Data entries:
------------------------------------------------------------------------

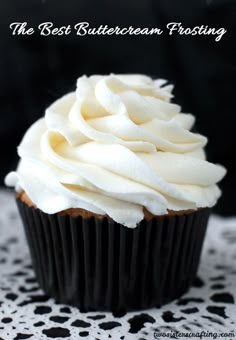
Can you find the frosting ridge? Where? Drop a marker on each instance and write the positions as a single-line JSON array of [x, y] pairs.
[[115, 145]]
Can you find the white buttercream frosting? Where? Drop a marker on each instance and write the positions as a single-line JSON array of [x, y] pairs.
[[115, 145]]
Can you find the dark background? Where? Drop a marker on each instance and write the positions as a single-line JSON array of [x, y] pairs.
[[36, 70]]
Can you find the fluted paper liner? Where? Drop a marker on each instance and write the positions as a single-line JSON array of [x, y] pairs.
[[98, 264]]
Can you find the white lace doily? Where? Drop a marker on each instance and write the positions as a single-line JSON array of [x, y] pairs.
[[26, 313]]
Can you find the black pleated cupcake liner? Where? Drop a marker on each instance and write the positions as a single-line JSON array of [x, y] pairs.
[[98, 264]]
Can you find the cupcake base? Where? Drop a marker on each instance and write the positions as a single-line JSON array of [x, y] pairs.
[[98, 264]]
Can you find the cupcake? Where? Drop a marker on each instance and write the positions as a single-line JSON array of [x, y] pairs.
[[115, 191]]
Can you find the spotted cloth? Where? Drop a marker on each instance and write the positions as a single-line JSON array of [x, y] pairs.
[[25, 312]]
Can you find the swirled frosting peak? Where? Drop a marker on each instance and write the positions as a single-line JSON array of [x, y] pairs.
[[115, 146]]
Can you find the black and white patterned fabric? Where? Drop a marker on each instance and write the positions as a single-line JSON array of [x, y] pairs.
[[27, 313]]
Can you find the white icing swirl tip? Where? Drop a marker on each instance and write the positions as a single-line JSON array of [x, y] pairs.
[[114, 146]]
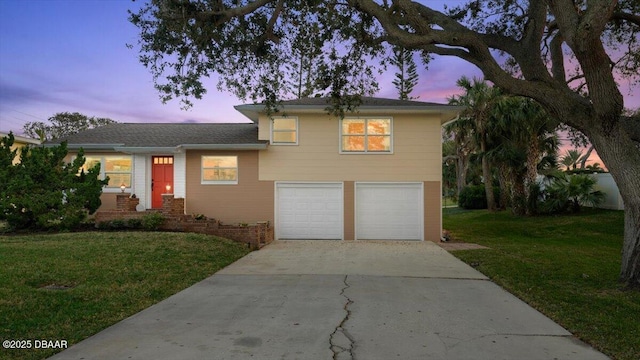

------------------------------------------------------------------------

## [REQUIRED TASK]
Change "Drop a marker" to "Place a pin" throughout the listing and keep everything else the same. Leave the pictures out.

## [SOLVED EXERCISE]
Can you find the frosting ridge? Where? Place a pin on each instance and write the positions as a single-line JSON array of [x, y] pairs.
[[115, 145]]
Can you find the white buttercream frosting? Where? Place a pin on each instance and write the positions as a single-line JSON array of [x, y] pairs.
[[115, 145]]
Can you find the dark background? Where? Place a pin on each instance and write the positions as a single-line JSON array of [x, y] pairs.
[[36, 70]]
Can you find the fluted paper liner? Where? Place a pin on each instance and write the positions as a single-line JSON array of [x, y] pairs.
[[98, 264]]
Can you find the white lace doily? Where? Place a pin on each instance and write the positions as a single-line JSON array of [x, y] pairs.
[[26, 313]]
Can you find the black pleated cupcake liner? Where? Place a pin on each instance and write the positions as a single-line JSON array of [x, y] pairs.
[[98, 264]]
Can you find the cupcake base? Where? Place a pin on each instance and write the positions as a single-line JSON array of [x, y] pairs.
[[98, 264]]
Can you find the cupcake? Where? Place a pin on each instance and write the positions as a single-line JSON array of [x, y] pairs.
[[115, 191]]
Can you find the spotted cloth? Where? Place a pin on each instance and write the positions as a single-line JSON array of [x, y] pairs.
[[25, 312]]
Can you find the swirled frosting peak? Where? Place a pin on each instance and write the positions as a single-line JSON array of [x, y] pairs.
[[115, 146]]
Can you find the black and white patterned fabric? Where? Place a pin on each instance and write the positions as a single-line JSON array of [x, y] pairs.
[[27, 313]]
Can you find the white icing swirl tip? Where? Place a pin on each instance and write the positions as a single-line JSON array of [x, y] pairs.
[[114, 146]]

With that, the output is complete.